§ What you should do: In the records below, find the line containing "Call locate_point to put a point on the row"; give it again exactly, along with every line that follows, and nothing else.

(Records from a data collection)
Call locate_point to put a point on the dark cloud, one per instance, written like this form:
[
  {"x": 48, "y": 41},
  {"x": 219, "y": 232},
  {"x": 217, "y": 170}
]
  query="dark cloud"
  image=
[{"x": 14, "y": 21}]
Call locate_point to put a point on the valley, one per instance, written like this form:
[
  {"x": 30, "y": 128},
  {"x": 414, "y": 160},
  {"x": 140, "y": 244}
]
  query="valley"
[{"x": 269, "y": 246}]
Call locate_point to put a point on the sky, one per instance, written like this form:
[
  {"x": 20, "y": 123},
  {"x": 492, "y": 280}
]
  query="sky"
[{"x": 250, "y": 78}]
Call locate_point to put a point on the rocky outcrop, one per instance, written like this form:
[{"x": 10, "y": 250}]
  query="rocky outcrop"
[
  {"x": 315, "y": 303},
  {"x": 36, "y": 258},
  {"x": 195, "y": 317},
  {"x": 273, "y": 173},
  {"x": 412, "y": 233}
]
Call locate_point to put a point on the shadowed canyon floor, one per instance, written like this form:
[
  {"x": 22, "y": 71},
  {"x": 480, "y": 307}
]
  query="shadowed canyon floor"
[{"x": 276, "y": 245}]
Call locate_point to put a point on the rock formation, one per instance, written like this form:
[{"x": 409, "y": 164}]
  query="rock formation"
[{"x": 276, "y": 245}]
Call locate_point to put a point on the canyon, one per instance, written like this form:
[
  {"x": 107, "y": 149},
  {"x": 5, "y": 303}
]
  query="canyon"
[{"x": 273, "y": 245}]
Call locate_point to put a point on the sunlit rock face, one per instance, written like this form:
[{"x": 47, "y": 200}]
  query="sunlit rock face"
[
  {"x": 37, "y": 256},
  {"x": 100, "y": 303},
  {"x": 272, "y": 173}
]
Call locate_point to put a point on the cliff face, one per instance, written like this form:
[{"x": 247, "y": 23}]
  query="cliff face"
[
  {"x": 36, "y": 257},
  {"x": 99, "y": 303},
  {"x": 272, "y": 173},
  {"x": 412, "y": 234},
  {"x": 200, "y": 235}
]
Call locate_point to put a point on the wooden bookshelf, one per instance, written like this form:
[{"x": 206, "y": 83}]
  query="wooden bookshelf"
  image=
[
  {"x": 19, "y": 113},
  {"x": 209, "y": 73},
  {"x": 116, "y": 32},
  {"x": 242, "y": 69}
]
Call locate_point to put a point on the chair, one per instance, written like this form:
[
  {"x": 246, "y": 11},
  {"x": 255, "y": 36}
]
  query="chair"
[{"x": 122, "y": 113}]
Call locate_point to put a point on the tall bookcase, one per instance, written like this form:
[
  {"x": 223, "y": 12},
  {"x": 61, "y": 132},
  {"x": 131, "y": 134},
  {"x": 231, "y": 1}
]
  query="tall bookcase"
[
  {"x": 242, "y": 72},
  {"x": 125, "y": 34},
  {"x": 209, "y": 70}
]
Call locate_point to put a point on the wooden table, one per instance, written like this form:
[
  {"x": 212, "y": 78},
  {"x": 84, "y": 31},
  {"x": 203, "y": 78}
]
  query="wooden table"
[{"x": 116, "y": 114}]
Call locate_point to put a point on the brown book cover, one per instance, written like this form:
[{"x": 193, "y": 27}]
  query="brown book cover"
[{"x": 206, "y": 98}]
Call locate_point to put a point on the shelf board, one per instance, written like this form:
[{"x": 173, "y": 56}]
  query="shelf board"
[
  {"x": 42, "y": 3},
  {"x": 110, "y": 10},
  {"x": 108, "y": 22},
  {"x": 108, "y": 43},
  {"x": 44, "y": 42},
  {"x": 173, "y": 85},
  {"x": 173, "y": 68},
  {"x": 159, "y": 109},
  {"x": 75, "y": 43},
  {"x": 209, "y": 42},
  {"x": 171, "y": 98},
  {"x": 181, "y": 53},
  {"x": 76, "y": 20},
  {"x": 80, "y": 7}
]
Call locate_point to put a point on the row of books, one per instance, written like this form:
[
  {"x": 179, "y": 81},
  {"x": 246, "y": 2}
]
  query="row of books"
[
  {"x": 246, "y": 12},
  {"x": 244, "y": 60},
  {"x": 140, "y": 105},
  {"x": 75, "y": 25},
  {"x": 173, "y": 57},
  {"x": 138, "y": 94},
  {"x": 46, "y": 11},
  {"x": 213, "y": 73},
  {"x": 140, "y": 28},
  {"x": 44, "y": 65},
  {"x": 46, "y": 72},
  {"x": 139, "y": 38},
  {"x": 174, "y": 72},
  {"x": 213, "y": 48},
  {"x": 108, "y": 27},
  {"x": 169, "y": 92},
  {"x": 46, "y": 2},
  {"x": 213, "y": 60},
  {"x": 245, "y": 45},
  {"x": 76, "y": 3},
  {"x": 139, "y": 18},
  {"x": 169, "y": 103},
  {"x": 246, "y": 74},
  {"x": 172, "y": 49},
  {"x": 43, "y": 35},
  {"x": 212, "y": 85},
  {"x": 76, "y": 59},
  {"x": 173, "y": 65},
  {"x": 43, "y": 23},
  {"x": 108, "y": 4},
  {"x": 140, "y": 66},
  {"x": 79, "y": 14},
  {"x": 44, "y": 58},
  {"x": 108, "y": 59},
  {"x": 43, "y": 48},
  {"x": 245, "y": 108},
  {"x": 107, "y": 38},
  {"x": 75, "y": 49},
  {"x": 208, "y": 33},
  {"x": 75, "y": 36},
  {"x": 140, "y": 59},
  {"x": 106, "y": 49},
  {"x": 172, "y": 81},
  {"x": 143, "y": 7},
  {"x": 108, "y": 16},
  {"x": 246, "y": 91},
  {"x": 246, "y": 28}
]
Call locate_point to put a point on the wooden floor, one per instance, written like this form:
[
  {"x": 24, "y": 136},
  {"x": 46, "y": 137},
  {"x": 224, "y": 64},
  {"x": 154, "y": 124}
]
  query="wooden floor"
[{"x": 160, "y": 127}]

§ Exercise result:
Call locate_point to put a point on the row of books, one per instance, written like this form:
[
  {"x": 179, "y": 81},
  {"x": 246, "y": 2}
]
  query="row of books"
[
  {"x": 246, "y": 12},
  {"x": 244, "y": 60},
  {"x": 140, "y": 105},
  {"x": 75, "y": 25},
  {"x": 173, "y": 57},
  {"x": 138, "y": 94},
  {"x": 46, "y": 11},
  {"x": 213, "y": 73},
  {"x": 140, "y": 28},
  {"x": 44, "y": 65},
  {"x": 46, "y": 72},
  {"x": 139, "y": 38},
  {"x": 174, "y": 72},
  {"x": 213, "y": 48},
  {"x": 108, "y": 27},
  {"x": 169, "y": 92},
  {"x": 46, "y": 2},
  {"x": 213, "y": 60},
  {"x": 245, "y": 45},
  {"x": 76, "y": 3},
  {"x": 139, "y": 18},
  {"x": 169, "y": 103},
  {"x": 246, "y": 74},
  {"x": 172, "y": 49},
  {"x": 43, "y": 35},
  {"x": 212, "y": 85},
  {"x": 76, "y": 59},
  {"x": 173, "y": 65},
  {"x": 43, "y": 23},
  {"x": 108, "y": 4},
  {"x": 140, "y": 66},
  {"x": 79, "y": 14},
  {"x": 44, "y": 58},
  {"x": 108, "y": 59},
  {"x": 43, "y": 48},
  {"x": 245, "y": 108},
  {"x": 107, "y": 38},
  {"x": 75, "y": 49},
  {"x": 208, "y": 33},
  {"x": 75, "y": 36},
  {"x": 140, "y": 59},
  {"x": 106, "y": 49},
  {"x": 172, "y": 81},
  {"x": 143, "y": 7},
  {"x": 108, "y": 16},
  {"x": 246, "y": 91},
  {"x": 246, "y": 28}
]
Call locate_point to put a point on the wooden floor, one per instance, written like this form:
[
  {"x": 24, "y": 136},
  {"x": 46, "y": 137},
  {"x": 224, "y": 64},
  {"x": 154, "y": 124}
]
  query="wooden floor"
[{"x": 160, "y": 127}]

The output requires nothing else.